* [TASK PROMPT]: Write the data out again exactly, dropping any images it holds.

* [Data extracted from a collection]:
[START]

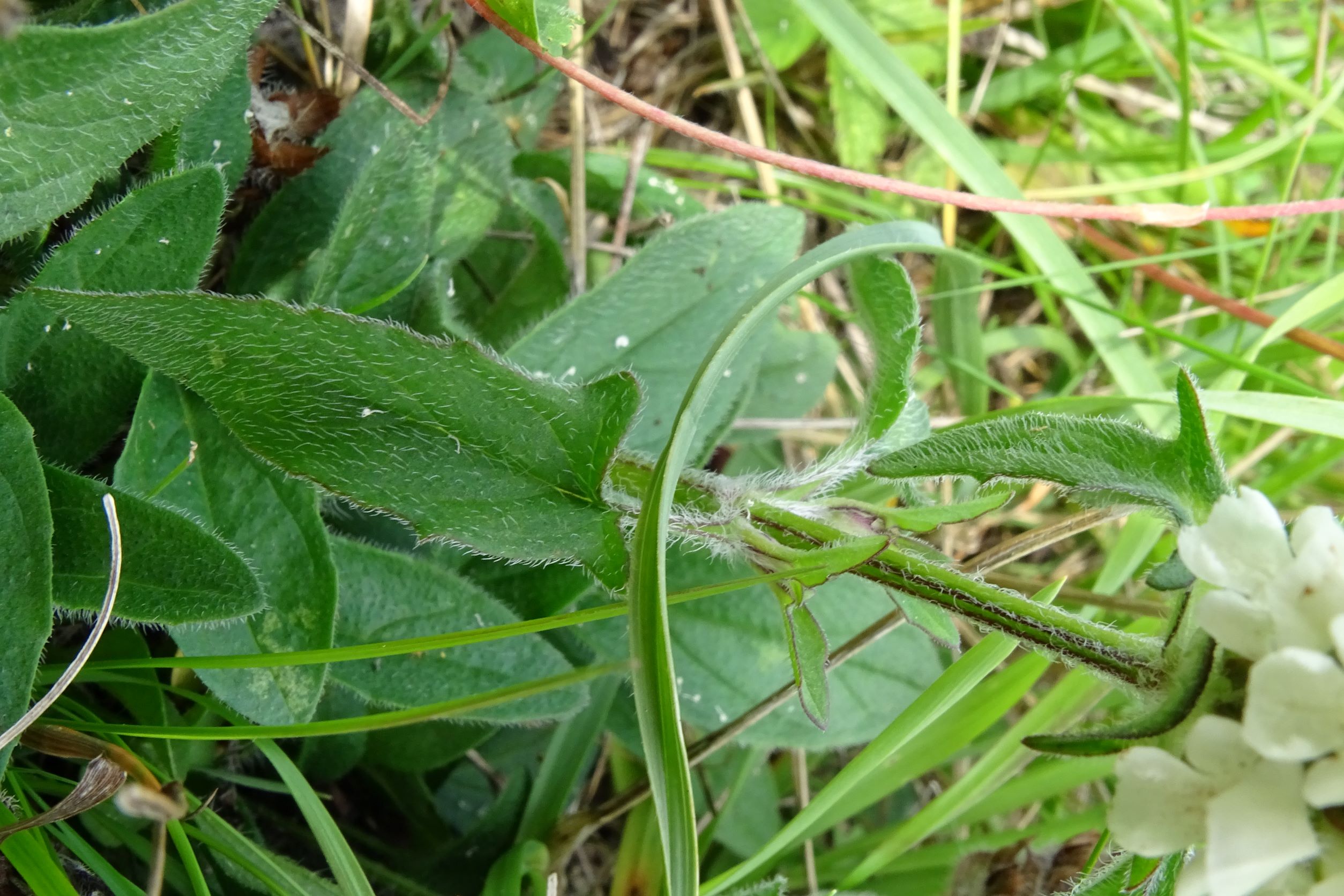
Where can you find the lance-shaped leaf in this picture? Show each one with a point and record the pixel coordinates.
(885, 300)
(1104, 461)
(25, 565)
(74, 102)
(438, 434)
(77, 390)
(386, 595)
(271, 518)
(173, 570)
(662, 312)
(808, 652)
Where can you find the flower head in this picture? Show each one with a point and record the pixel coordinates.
(1249, 790)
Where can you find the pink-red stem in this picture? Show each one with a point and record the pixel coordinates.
(1155, 214)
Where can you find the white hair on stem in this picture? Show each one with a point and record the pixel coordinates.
(109, 507)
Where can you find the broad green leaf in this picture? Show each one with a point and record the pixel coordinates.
(346, 868)
(956, 325)
(387, 595)
(74, 102)
(662, 311)
(656, 699)
(173, 570)
(273, 521)
(506, 287)
(217, 132)
(1102, 460)
(885, 300)
(785, 34)
(927, 115)
(438, 434)
(808, 653)
(77, 390)
(468, 179)
(861, 117)
(796, 369)
(25, 565)
(381, 237)
(731, 653)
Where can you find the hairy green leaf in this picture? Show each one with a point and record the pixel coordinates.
(663, 309)
(381, 237)
(173, 570)
(731, 653)
(885, 300)
(77, 390)
(1102, 460)
(467, 179)
(387, 595)
(217, 132)
(74, 102)
(25, 565)
(272, 519)
(438, 434)
(808, 653)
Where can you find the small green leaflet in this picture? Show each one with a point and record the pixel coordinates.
(271, 518)
(808, 652)
(381, 238)
(885, 300)
(74, 102)
(77, 390)
(1101, 460)
(387, 595)
(956, 325)
(25, 565)
(438, 434)
(662, 312)
(173, 570)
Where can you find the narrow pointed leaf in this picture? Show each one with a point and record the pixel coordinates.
(808, 651)
(173, 570)
(74, 102)
(387, 595)
(271, 519)
(438, 434)
(956, 325)
(885, 300)
(25, 565)
(1102, 460)
(77, 390)
(659, 315)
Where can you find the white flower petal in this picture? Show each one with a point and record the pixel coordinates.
(1194, 878)
(1258, 829)
(1237, 624)
(1215, 748)
(1295, 706)
(1241, 546)
(1324, 782)
(1159, 805)
(1332, 886)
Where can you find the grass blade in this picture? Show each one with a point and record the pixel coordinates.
(350, 876)
(921, 108)
(651, 648)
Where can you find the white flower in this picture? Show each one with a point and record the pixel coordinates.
(1249, 812)
(1271, 590)
(1295, 706)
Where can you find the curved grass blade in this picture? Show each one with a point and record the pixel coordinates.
(350, 876)
(651, 648)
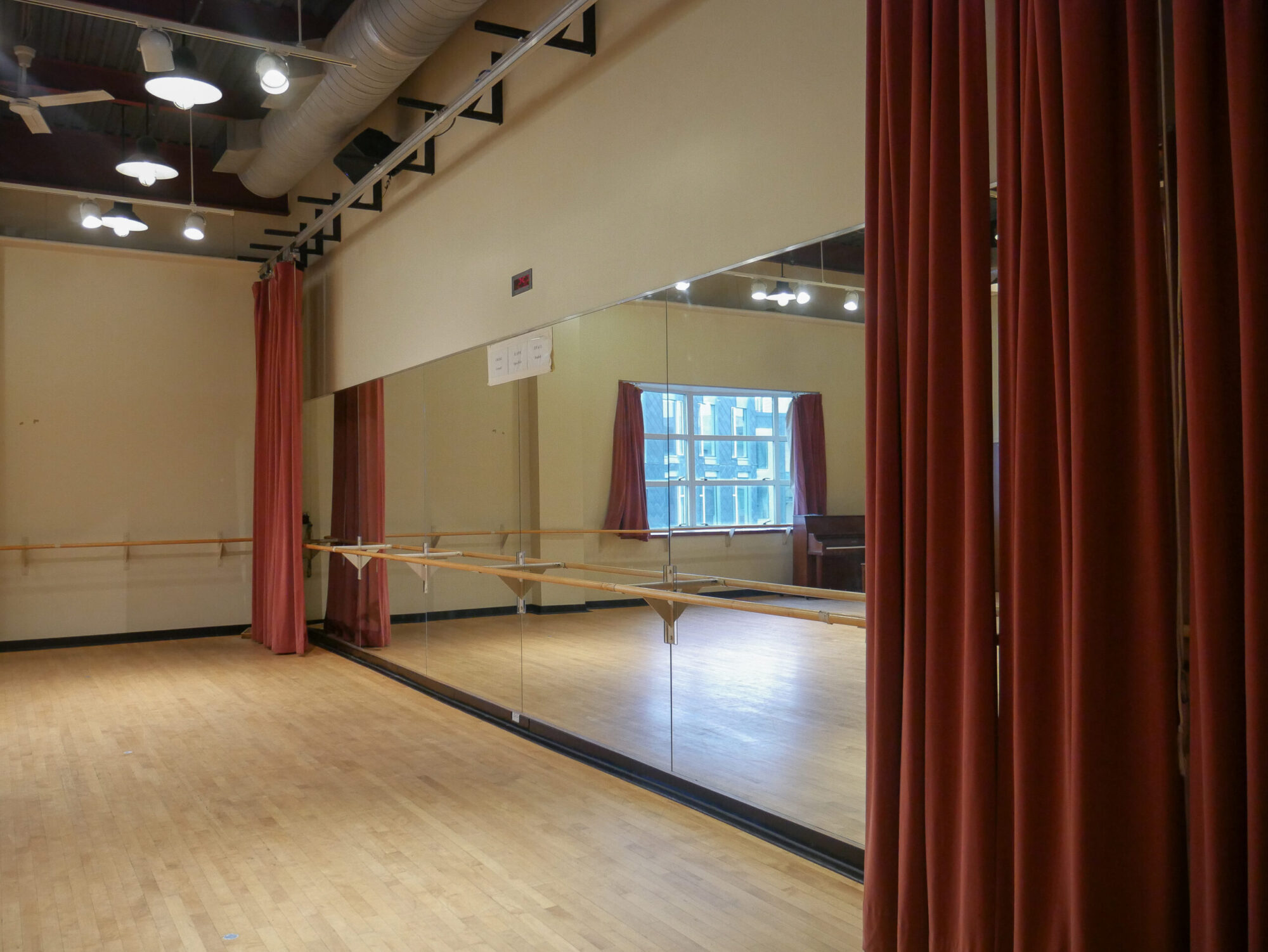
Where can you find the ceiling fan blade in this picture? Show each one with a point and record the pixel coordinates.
(35, 121)
(92, 96)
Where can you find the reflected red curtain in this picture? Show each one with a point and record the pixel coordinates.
(1222, 131)
(810, 461)
(627, 499)
(357, 609)
(1092, 842)
(277, 566)
(931, 628)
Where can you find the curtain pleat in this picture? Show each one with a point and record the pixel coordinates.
(627, 498)
(931, 633)
(1222, 130)
(357, 609)
(277, 566)
(810, 460)
(1092, 854)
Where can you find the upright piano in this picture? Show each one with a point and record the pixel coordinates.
(829, 552)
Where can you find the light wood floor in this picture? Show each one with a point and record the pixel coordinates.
(163, 797)
(765, 709)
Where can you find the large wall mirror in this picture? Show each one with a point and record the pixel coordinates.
(678, 496)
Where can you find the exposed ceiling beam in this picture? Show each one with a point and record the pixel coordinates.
(84, 163)
(130, 88)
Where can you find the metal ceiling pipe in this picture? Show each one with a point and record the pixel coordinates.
(389, 40)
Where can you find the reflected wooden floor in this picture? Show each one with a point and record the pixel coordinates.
(167, 795)
(765, 709)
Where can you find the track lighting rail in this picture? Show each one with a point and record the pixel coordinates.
(437, 124)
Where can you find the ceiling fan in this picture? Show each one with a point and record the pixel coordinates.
(29, 107)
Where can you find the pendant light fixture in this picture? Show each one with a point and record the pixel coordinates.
(122, 220)
(145, 164)
(184, 86)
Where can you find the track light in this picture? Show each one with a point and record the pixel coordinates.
(155, 49)
(122, 220)
(91, 215)
(183, 86)
(146, 165)
(273, 73)
(196, 226)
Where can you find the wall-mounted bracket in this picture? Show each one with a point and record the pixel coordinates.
(588, 45)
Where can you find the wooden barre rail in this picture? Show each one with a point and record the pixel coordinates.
(660, 595)
(774, 588)
(125, 544)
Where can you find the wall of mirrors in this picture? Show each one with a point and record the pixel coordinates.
(763, 708)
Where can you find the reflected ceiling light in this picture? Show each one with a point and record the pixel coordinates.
(183, 86)
(122, 220)
(155, 49)
(275, 74)
(91, 215)
(196, 226)
(146, 165)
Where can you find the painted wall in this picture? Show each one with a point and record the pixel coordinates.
(704, 132)
(127, 392)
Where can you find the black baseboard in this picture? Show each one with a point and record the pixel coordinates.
(838, 855)
(171, 634)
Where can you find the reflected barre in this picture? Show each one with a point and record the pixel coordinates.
(774, 588)
(637, 591)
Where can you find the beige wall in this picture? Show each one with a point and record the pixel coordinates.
(140, 372)
(704, 132)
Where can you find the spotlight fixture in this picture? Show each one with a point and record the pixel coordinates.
(183, 86)
(146, 165)
(196, 226)
(155, 49)
(273, 73)
(91, 215)
(122, 220)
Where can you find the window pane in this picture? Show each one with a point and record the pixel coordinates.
(735, 460)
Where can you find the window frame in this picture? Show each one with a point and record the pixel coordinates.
(692, 438)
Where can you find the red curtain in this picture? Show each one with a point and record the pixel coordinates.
(277, 569)
(1222, 131)
(357, 609)
(1092, 845)
(931, 628)
(810, 461)
(627, 499)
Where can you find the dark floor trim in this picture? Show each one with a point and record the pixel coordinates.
(818, 847)
(171, 634)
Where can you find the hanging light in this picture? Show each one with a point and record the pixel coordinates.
(146, 165)
(275, 74)
(91, 215)
(122, 220)
(183, 86)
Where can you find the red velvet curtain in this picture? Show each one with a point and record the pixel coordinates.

[END]

* [ANSWER IN FULL]:
Where can you find the lance-shaped leaf in this picture? Show each one with a point and record the pixel coordinates.
(885, 300)
(1104, 461)
(25, 565)
(74, 102)
(438, 434)
(77, 390)
(386, 595)
(271, 518)
(173, 570)
(662, 312)
(808, 652)
Where can you find the flower head in this picture? Show each one with a point and record the pixel coordinates.
(1249, 790)
Where can you find the pink-red stem in this picture? Show each one with a point and record the pixel coordinates.
(1155, 214)
Where can you find the white hair on stem in this picture? Show each one with a point and record the pixel coordinates.
(109, 507)
Where can you find the broad green leaf in this picture? Show each one with a point and record the pixel coordinates.
(346, 868)
(956, 325)
(387, 595)
(74, 102)
(662, 311)
(656, 699)
(173, 570)
(273, 521)
(506, 287)
(217, 132)
(1102, 460)
(885, 300)
(785, 34)
(927, 115)
(438, 434)
(808, 653)
(77, 390)
(468, 179)
(861, 117)
(796, 369)
(25, 565)
(381, 237)
(731, 653)
Where can you find the hairy green leaf in this picture? Show each one with a point and record the pixel coordinates.
(663, 309)
(381, 237)
(173, 570)
(731, 653)
(885, 300)
(77, 390)
(1102, 460)
(467, 179)
(387, 595)
(217, 132)
(74, 102)
(25, 565)
(272, 519)
(438, 434)
(808, 653)
Where can you find the small green leaflet in this picture? Show each one with a point and record the pixel coordinates.
(271, 518)
(808, 652)
(381, 238)
(885, 300)
(74, 102)
(77, 390)
(1101, 460)
(387, 595)
(956, 325)
(25, 565)
(438, 434)
(662, 312)
(173, 570)
Where can you find the narrow pointed leaf in this picture? Show each one with a point and record the pixel coordinates.
(808, 651)
(173, 570)
(74, 102)
(387, 595)
(271, 519)
(438, 434)
(956, 325)
(885, 300)
(25, 565)
(1102, 460)
(77, 390)
(659, 315)
Where can you find the white flower petal in this picture? Show each one with a point and record the pixel coordinates.
(1194, 878)
(1258, 829)
(1237, 624)
(1215, 748)
(1295, 706)
(1241, 546)
(1324, 782)
(1159, 805)
(1332, 886)
Where can you find the grass blade in this picture? Show each one with a point and record the pixel coordinates.
(350, 876)
(921, 108)
(651, 648)
Where can you find the white flower in this picture? Show each one with a point and record the pixel coordinates.
(1249, 812)
(1271, 590)
(1295, 706)
Where can you find the curved grass blade in this picture? Show each one with a point and record the pixel coordinates.
(350, 876)
(651, 648)
Where can you find the ceiling fan blade in this picture? Show each one with a point and record the pixel coordinates.
(35, 121)
(92, 96)
Where can you find the reflected red curtain in this picture? Show each one with a point and record the pixel coordinates.
(1222, 131)
(810, 461)
(627, 499)
(357, 609)
(1092, 842)
(277, 566)
(931, 628)
Where can you find the curtain pleat in this picture? Show each one with a point and record the pixel coordinates.
(627, 498)
(931, 633)
(1222, 130)
(357, 609)
(277, 566)
(810, 460)
(1092, 854)
Where can you find the upright piano in this picture? Show each one with a point and record the pixel coordinates.
(829, 552)
Where can you find the light wood floor in this picture? Show each one with a point and record the pixel coordinates.
(163, 797)
(765, 709)
Where can you find the large wall mirror in this picture? Show each one with a point and record the pixel coordinates.
(678, 496)
Where can you find the exposed ceiling beam in this picture? Show each one with a point and record the pixel coordinates.
(84, 163)
(130, 88)
Where can you find the metal ceiling pipe in this picture? Show each one with a point and record the pixel coordinates.
(389, 40)
Where can you find the reflected wooden floor in this picture? Show each one with a point and record the pixel coordinates.
(167, 795)
(765, 709)
Where can you find the track lighting rail in this picture? Show each one with a point and record the pixel coordinates.
(437, 124)
Where can you find the ceiling fan in this picture? Show each one with a point and record the pixel coordinates.
(29, 107)
Where can you find the pendant light fixture in this picture? Show each one with a point and record the pixel coordinates.
(122, 220)
(145, 164)
(184, 86)
Where can you find the track light in this picture? Show each one with a point and record the pixel coordinates.
(155, 49)
(122, 220)
(91, 215)
(183, 86)
(146, 165)
(273, 73)
(196, 226)
Where can you find the wall-mounted bracket in this picture? Show each one with a point and record the pixel coordinates.
(588, 45)
Where can you find the wooden barre rail in this picture? Show each one with a point and record the pixel coordinates.
(660, 595)
(774, 588)
(125, 544)
Where can you find the wall of mirrors in this picture? Show each one with a point and record the pixel coordinates.
(763, 708)
Where can you find the reflected ceiling light in this picture? Show each one with a point and record the pixel coordinates.
(183, 86)
(122, 220)
(155, 49)
(275, 74)
(91, 215)
(196, 226)
(146, 165)
Where can you find the painted wall in this picture? Show each one with a point and record the pixel coordinates.
(704, 132)
(127, 392)
Where can you find the black baseboard in this picture? Show each one with a point and record the pixel coordinates.
(838, 855)
(171, 634)
Where can you find the reflected barre in this picture? Show each one with a point and record the pixel coordinates.
(774, 588)
(637, 591)
Where can you find the beige wall in this picture? Show each one with a point and record the pixel coordinates.
(140, 372)
(704, 132)
Where can you find the spotlight fixture in this picture? Show each one with a point and record the pixel coordinates.
(183, 86)
(146, 165)
(196, 226)
(155, 49)
(273, 73)
(91, 215)
(122, 220)
Where can you find the window pane in this picture? Show each one with a point and record the pixel coordinates.
(735, 460)
Where can you find the window frame in this picture? Show each one with a point and record the pixel coordinates.
(692, 438)
Where can you find the red curtain in this picture? Show each one with a point and record the pixel coordinates.
(277, 569)
(1222, 131)
(357, 609)
(1092, 845)
(931, 628)
(810, 461)
(627, 499)
Where can you find the dark floor trim in this picture? Show each one with a point and record the pixel coordinates.
(818, 847)
(171, 634)
Where can you find the hanging light in this picture? Show each one with a point and record the pixel coordinates.
(146, 165)
(275, 74)
(91, 215)
(122, 220)
(183, 86)
Where can you find the red velvet curtain in this picture? Show each one with a point and record the pixel coordinates.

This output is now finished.